** EXCERPT follows **

Decarbonizing Healthcare to Improve Service Delivery and Reduce Emissions in India
Electricity is essential for most healthcare services – from diagnostics to conducting surgical procedures. Without electricity, a health facility cannot ensure a sterilized environment for patients, or store life-saving medications and vaccines. Even for basic requirements such as lighting, heating, cooling, pumping water, record keeping of patients and training – electricity is a necessity. In a post-COVID-19 world, the roll out of new technologies such as telemedicine services in remote areas require a reliable source of electricity.
Despite significant efforts by the government, several thousand health sub-centres and Public Health Centres (PHCs), which are often the first point of contact for communities seeking basic healthcare, do not have reliable electricity services. Many facilities with an electricity connection suffer from poor quality of power with frequent outages lasting several days and weeks, especially during extreme climate events such as storms and floods. The lack of reliable electricity causes an interruption in service delivery, disallowing health facilities from investing in life-saving equipment. To overcome this, some facilities rely on expensive diesel generator sets causing local air pollution and other negative externalities. Cumulatively, the lack of reliable and clean power supply can affect rural and remote communities that need healthcare services and, the environment, causing local pollution and adding to India’s overall carbon emissions.
WRI India is partnering with HSBC India, to deliver integrated clean energy solutions at health facilities across states such as Jharkhand, Maharashtra and Assam. WRI India has also been working with development partners in the health sector, such as the Catholic Health Association of India (CHAI), to implement decentralized renewable energy interventions in health facilities.

** End of EXCERPT **
** INFORMATION PROVIDED follows **

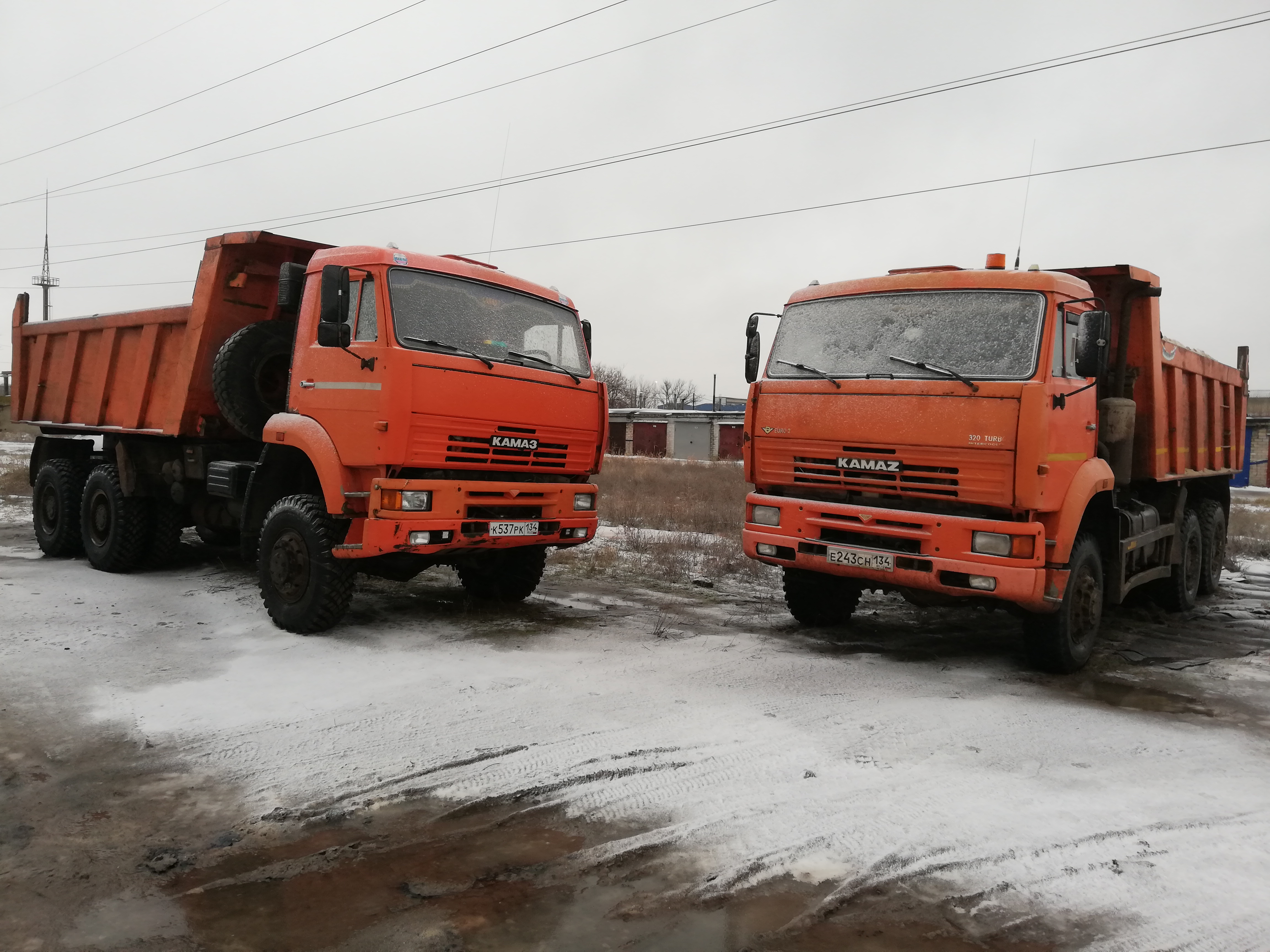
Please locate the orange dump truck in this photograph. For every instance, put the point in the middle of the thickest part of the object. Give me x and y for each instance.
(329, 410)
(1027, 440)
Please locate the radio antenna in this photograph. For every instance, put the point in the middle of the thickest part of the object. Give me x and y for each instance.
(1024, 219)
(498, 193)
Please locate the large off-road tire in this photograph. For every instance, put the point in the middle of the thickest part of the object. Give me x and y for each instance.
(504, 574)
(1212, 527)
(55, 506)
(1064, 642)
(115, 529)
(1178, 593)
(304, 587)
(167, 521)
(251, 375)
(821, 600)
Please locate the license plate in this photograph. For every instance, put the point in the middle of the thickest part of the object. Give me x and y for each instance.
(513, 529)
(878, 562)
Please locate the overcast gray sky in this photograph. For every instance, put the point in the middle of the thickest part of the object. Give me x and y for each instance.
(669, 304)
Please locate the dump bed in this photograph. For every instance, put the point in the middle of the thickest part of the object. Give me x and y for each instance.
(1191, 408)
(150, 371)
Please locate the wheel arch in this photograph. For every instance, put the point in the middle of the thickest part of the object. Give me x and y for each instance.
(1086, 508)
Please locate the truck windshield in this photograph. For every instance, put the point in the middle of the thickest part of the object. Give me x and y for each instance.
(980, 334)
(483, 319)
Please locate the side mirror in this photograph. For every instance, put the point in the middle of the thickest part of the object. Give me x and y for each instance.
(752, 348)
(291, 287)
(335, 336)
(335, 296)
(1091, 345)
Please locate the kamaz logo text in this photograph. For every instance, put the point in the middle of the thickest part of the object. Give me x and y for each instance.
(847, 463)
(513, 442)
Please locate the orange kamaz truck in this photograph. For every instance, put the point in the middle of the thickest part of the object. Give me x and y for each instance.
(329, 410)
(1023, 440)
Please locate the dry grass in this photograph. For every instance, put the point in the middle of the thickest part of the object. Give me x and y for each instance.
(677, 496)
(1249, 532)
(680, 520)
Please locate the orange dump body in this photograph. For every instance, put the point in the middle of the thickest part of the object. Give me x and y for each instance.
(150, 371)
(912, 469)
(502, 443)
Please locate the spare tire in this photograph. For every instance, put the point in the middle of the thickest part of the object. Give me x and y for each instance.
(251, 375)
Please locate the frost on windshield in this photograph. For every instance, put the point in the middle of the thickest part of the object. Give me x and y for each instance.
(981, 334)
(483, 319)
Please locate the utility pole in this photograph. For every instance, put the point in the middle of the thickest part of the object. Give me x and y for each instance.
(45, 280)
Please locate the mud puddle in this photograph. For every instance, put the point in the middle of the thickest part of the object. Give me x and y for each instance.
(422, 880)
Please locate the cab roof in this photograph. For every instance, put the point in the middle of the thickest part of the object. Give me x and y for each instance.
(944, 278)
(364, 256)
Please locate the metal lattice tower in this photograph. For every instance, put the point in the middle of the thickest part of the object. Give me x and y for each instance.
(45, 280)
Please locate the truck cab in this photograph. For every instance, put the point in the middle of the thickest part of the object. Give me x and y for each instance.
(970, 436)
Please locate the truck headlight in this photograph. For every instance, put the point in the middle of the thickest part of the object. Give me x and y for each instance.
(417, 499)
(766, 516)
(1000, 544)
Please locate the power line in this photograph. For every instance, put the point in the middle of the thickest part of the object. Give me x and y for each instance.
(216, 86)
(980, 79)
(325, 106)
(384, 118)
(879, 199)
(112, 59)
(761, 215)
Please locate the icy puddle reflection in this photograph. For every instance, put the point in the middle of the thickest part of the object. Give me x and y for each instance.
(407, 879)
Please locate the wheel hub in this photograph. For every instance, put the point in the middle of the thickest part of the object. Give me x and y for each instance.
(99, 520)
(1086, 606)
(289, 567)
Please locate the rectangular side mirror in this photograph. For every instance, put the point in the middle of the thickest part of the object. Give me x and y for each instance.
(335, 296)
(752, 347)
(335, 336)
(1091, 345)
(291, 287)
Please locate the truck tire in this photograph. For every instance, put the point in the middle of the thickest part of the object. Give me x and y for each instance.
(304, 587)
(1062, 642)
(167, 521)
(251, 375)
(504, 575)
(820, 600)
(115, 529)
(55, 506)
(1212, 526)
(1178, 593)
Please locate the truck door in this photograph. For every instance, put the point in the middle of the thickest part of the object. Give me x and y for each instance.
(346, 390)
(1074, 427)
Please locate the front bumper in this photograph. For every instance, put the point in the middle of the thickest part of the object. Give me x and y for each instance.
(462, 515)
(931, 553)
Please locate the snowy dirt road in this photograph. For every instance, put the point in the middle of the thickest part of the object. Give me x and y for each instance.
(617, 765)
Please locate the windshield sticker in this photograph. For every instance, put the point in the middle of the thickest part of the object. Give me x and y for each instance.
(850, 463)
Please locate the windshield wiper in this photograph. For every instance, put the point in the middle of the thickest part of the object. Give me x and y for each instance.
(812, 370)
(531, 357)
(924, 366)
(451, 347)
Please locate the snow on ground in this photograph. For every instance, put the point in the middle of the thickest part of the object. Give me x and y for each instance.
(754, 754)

** End of INFORMATION PROVIDED **

**ASSIGNED TASK A**
Transcribe the portion of the article on decarbonizing healthcare in India that starts at "WRI India is" and ends at "in health facilities.".
**ASSIGNED TASK B**
In the article on decarbonizing healthcare in India, which company is WRI India partnering with to deliver integrated clean energy solutions at health facilities?
**ASSIGNED TASK C**
Resume the article on decarbonizing healthcare in India after its last sentence and keep writing it.

**EXERCISE ANSWER A**
WRI India is partnering with HSBC India, to deliver integrated clean energy solutions at health facilities across states such as Jharkhand, Maharashtra and Assam. WRI India has also been working with development partners in the health sector, such as the Catholic Health Association of India (CHAI), to implement decentralized renewable energy interventions in health facilities.

**EXERCISE ANSWER B**
HSBC India

**EXERCISE ANSWER C**
Given the gaps in the electricity infrastructure in the health sector, this project is implementing customized renewable energy (RE) solutions suited to the needs of the healthcare facilities. This will ensure equitable access to improved healthcare services while accelerating India’s clean energy transition. It will demonstrate how new RE installations in remote health centres serving vulnerable communities can improve people’s lives and create models for replication.
The project resulted in the installation of new decentralized RE interventions in the healthcare sector, which improved access to reliable power from non-polluting sources. This in turn, reduced dependence on diesel generators, bringing down overall carbon emissions.
This initiative focuses on not-for-profit health facilities operating in unserved and underserved areas, lagging infrastructure because of a lack of access to a reliable, sustainable, and affordable source of electricity. The project aims to decarbonize the health sector while establishing new healthcare services and improving existing services in the health facilities in select Indian states.